TASK SET
a - In the RSE write-up, give the stretch from "Mispricing source: technical" through "underlying foreign currency." again, swapping "sell-side coverage" for "analyst coverage".
b - List the numbered sources of mispricing that the RSE write-up gives under "Mispricing source".

TEXT
# # #

As of 31 March 2024, RSE's portfolio included notable holdings such as Permian Resources and Crescent Point Energy, with a mix of listed and unlisted assets, focusing increasingly on decarbonization projects. RSE’s recent price per share of ~900 GBp per share, represents a 33% discount to headline NAV, with 74% of NAV in cash or liquid public positions. The discount to public investments is about 14%, and the implied discount to private assets is 111%. The stock is likely undervalued due include small market capitalization, UK listing, closed-end fund status, and the complex mix of conventional and decarbonization assets. Despite historical issues with performance fees, the revised management agreement in 2019 has improved alignment with unit holders.
RSE’s strategy of returning capital through significant share buybacks and tender offers has been accretive to NAV per share. The company executed a major buyback in March 2024, acquiring 15 million shares at 1,050 pence each (over 35% of shares outstanding). The potential for further buybacks or a wind-down scenario could address the persistent NAV discount and illiquidity, offering significant upside for unit holders. I suggest reviewing the December 2022 write-up from Chevalierd'Aven for additional background.
Investment Thesis
Market implied valuations: At ~900 GBp per share, RSE is trading at 33% discount to headline NAV. However, 74% of net asset value now consists of cash or liquid public positions. The discount to public investments is approximately 14% and the implied discount to private assets is 111%. Even writing off all remaining decarbonisation investments would suggests mid-teen discount to NAV.
Mispricing source: technical sources of mispricing likely include lack of sell-side coverage due to (1) small market capitalization, (2) UK-listing, (3) closed-end fund (few natural buyers), and (4) unusual combination of conventional and decarbonisation assets. Analytical complexity is driven by a combination of public and private holdings, fee structure, and underlying foreign currency.

# # #

ENTRIES SHOWN
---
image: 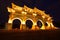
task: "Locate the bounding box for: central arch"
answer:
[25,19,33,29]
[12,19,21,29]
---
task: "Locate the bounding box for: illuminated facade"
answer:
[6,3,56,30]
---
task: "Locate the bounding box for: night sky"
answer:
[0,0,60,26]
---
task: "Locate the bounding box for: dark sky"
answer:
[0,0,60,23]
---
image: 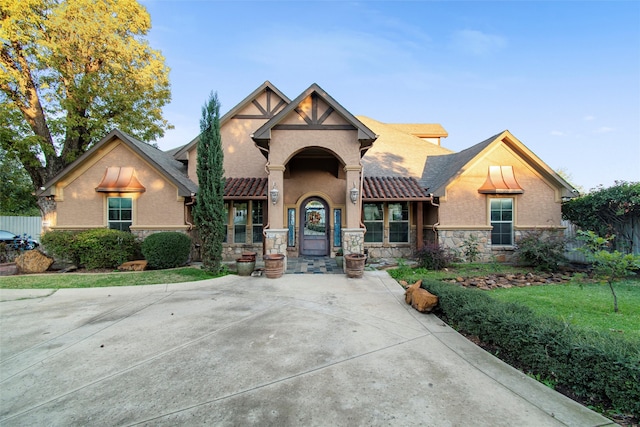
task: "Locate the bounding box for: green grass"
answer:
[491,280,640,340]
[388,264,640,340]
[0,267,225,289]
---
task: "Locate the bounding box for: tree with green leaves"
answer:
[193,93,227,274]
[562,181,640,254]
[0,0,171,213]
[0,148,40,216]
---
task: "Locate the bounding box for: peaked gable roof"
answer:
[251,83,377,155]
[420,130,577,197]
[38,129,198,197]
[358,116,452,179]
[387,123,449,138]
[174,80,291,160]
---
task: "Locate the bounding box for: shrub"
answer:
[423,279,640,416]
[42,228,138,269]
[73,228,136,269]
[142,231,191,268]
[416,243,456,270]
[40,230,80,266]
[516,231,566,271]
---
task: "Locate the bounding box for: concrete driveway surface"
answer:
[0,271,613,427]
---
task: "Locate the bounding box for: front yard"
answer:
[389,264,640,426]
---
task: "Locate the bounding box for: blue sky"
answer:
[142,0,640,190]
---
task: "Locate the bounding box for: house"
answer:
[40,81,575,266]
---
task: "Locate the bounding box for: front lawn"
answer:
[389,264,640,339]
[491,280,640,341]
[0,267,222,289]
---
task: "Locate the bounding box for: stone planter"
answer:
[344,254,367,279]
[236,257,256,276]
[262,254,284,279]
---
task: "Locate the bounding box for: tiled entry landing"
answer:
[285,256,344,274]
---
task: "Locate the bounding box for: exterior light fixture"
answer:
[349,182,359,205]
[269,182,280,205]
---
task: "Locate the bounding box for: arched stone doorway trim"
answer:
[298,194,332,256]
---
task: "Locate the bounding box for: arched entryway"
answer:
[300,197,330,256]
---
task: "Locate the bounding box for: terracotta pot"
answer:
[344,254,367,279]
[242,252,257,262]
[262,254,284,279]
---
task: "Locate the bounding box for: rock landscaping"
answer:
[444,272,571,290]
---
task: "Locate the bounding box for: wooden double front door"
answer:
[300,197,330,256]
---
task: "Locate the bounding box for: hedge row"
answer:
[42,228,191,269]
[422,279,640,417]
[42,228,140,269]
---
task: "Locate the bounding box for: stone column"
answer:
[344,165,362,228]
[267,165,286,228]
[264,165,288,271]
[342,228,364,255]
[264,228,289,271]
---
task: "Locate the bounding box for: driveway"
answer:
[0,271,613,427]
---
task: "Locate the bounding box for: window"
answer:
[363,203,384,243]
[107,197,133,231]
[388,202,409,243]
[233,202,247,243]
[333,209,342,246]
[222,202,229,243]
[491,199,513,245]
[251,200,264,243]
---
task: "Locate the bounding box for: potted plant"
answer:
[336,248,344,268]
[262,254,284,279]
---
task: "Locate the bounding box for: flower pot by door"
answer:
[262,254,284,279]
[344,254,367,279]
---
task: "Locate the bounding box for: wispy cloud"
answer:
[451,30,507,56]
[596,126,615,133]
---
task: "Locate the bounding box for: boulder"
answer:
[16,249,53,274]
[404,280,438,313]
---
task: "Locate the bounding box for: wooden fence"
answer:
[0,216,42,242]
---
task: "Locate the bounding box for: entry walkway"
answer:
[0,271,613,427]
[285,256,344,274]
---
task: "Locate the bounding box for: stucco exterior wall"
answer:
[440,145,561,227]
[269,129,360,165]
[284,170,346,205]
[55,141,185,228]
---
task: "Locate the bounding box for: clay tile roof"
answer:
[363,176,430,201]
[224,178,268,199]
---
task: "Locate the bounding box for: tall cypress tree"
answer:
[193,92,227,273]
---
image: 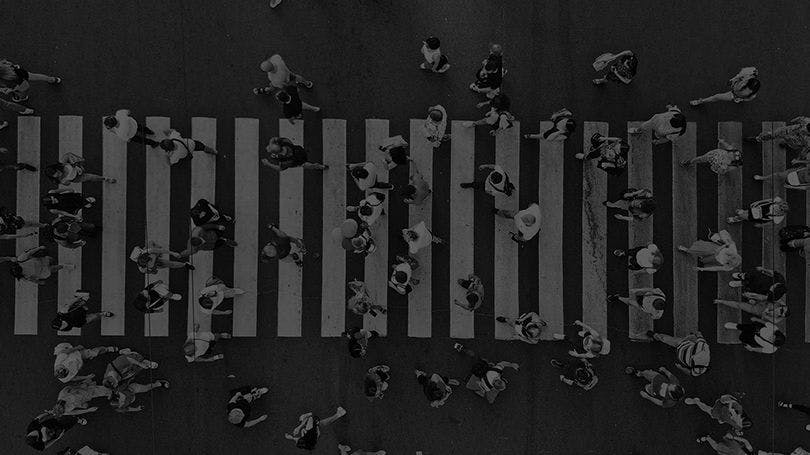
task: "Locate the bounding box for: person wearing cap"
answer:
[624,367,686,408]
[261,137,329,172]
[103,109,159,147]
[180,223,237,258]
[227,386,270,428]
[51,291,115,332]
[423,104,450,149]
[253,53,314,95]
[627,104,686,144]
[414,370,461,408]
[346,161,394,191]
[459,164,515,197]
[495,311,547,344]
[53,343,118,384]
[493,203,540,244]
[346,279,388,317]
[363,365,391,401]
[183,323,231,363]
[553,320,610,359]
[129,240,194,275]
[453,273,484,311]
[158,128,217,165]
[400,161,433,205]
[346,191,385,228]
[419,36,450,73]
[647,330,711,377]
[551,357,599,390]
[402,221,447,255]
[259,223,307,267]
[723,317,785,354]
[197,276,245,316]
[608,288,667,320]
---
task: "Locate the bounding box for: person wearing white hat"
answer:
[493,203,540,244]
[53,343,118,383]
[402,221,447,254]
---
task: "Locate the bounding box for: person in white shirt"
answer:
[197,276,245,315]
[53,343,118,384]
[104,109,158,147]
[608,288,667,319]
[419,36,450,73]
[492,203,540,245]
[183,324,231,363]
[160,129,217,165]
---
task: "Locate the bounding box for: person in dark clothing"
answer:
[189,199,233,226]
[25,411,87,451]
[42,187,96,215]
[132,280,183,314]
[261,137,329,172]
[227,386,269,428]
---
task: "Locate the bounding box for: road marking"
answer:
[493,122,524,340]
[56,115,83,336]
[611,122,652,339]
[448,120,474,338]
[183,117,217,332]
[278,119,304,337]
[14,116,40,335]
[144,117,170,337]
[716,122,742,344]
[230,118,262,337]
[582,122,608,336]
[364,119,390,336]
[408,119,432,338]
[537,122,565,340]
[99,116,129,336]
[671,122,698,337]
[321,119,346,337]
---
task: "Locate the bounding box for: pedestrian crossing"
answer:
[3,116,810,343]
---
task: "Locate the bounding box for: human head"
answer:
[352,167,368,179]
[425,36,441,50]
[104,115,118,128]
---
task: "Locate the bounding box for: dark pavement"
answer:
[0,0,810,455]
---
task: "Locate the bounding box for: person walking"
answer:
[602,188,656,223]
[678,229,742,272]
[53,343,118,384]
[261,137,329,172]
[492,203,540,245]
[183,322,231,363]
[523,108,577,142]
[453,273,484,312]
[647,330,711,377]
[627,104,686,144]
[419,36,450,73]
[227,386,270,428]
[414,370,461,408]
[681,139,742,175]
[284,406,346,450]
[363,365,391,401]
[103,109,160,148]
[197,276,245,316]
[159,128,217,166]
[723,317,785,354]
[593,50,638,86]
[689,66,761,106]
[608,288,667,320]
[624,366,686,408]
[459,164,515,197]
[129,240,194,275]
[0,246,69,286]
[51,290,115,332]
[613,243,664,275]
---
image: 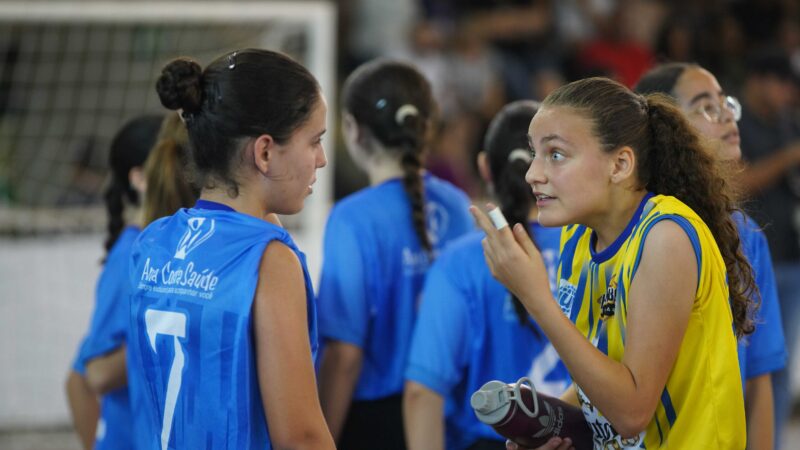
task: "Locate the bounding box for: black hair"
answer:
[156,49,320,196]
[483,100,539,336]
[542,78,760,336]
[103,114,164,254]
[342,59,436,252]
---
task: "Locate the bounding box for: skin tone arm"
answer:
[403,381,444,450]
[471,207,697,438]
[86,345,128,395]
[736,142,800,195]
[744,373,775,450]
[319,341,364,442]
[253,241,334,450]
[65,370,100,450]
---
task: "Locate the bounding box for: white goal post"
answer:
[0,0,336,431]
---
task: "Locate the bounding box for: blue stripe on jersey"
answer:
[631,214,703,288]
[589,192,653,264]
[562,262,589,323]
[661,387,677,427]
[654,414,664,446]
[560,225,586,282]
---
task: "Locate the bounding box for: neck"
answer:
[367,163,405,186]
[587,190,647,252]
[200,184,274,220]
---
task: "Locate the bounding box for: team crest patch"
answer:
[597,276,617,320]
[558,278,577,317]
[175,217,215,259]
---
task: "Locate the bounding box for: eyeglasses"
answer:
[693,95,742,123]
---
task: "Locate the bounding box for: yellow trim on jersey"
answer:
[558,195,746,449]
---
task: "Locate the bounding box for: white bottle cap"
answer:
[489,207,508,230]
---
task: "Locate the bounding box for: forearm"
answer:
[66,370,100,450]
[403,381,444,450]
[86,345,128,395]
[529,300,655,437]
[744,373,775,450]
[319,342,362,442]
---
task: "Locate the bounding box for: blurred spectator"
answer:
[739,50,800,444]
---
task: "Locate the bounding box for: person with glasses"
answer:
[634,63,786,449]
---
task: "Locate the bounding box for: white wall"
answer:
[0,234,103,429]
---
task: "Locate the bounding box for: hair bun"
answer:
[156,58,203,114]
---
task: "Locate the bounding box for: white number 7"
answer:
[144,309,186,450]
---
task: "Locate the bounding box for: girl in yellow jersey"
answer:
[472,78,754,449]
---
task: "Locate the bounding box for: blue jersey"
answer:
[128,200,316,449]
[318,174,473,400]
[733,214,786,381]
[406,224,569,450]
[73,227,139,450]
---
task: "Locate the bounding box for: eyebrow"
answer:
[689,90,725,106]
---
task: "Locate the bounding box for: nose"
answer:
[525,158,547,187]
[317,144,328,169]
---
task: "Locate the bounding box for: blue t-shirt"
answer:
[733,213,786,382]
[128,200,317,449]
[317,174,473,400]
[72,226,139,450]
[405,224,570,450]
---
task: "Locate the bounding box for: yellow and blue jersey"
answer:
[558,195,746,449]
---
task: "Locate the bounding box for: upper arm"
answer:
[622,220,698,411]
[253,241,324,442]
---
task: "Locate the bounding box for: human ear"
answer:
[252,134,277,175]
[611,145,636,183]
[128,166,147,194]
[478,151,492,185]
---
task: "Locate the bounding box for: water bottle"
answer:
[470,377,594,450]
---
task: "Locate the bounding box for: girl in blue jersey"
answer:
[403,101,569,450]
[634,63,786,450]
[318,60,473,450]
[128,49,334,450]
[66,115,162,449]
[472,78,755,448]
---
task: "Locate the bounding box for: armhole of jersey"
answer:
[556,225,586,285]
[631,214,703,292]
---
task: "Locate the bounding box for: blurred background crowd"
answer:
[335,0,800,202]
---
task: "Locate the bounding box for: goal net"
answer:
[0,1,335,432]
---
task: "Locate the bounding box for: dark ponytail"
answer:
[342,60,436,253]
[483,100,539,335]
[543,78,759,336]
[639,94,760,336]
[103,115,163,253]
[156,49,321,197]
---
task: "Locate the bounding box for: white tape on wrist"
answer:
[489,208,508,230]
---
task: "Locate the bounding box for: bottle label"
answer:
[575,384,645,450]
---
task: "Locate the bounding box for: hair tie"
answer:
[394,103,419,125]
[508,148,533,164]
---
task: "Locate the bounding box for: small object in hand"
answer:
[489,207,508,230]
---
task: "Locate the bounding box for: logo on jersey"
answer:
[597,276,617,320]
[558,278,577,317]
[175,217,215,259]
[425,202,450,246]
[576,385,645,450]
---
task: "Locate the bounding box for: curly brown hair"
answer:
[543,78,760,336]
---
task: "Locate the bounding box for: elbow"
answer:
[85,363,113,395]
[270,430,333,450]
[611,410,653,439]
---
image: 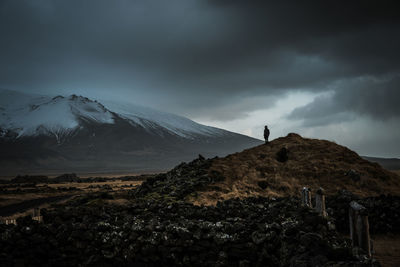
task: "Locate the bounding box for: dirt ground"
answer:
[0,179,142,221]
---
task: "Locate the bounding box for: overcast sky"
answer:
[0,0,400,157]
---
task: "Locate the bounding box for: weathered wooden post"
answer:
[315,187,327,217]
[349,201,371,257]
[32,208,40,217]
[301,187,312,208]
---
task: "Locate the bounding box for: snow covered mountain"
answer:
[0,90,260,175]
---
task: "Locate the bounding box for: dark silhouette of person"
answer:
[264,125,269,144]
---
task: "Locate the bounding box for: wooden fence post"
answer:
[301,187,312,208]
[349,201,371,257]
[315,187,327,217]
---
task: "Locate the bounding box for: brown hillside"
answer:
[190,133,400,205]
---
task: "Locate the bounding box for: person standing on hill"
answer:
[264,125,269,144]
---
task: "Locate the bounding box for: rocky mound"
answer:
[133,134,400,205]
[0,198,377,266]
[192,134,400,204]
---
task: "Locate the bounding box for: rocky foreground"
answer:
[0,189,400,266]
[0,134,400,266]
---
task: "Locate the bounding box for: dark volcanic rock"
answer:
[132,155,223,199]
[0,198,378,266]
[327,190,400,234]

# # #

THE REPLIES
a -
Mispricing source: technical sources of mispricing likely include lack of analyst coverage due to (1) small market capitalization, (2) UK-listing, (3) closed-end fund (few natural buyers), and (4) unusual combination of conventional and decarbonisation assets. Analytical complexity is driven by a combination of public and private holdings, fee structure, and underlying foreign currency.

b -
1. Small market capitalization
2. UK-listing
3. Closed-end fund (few natural buyers)
4. Unusual combination of conventional and decarbonisation assets